(Stored dataset items)
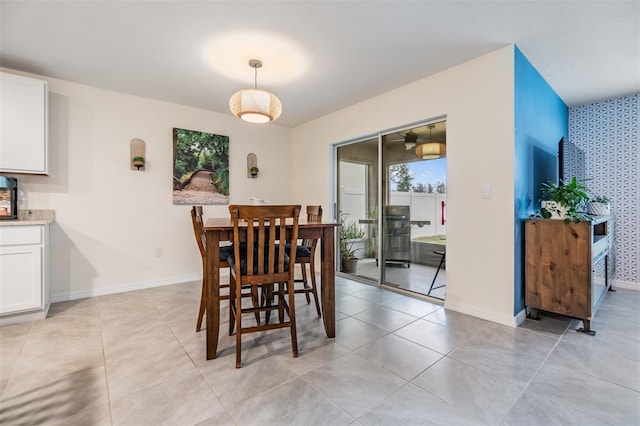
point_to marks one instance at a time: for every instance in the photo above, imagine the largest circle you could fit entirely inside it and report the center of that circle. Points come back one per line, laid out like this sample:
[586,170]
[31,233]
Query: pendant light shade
[255,105]
[432,150]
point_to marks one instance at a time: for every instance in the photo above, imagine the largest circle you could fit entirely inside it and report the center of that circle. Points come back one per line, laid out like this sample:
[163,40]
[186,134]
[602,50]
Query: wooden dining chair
[225,251]
[264,262]
[305,255]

» **WORK REQUIRED**
Rewrite the records as a numbered list with one line per item and no blank lines, leaving out the pictures.

» **OUTPUT**
1. point_to marks one instance at a time: for every instance in the photo above, imagine the largest circle you could fit entirely inside it and report the center of that circle. Points come back one per line, laid out like this sample:
2. [586,170]
3. [31,233]
4. Query: pendant light shade
5. [255,105]
6. [432,150]
7. point_to marks one instance at a time: for every instance in the photo above, imagine the largest circle you could fit entirely inside it and report the center of that circle. Points come back one per line, laid out like this sample:
8. [163,40]
9. [186,134]
10. [602,50]
11. Query: wooden dining chair
12. [225,251]
13. [264,262]
14. [305,255]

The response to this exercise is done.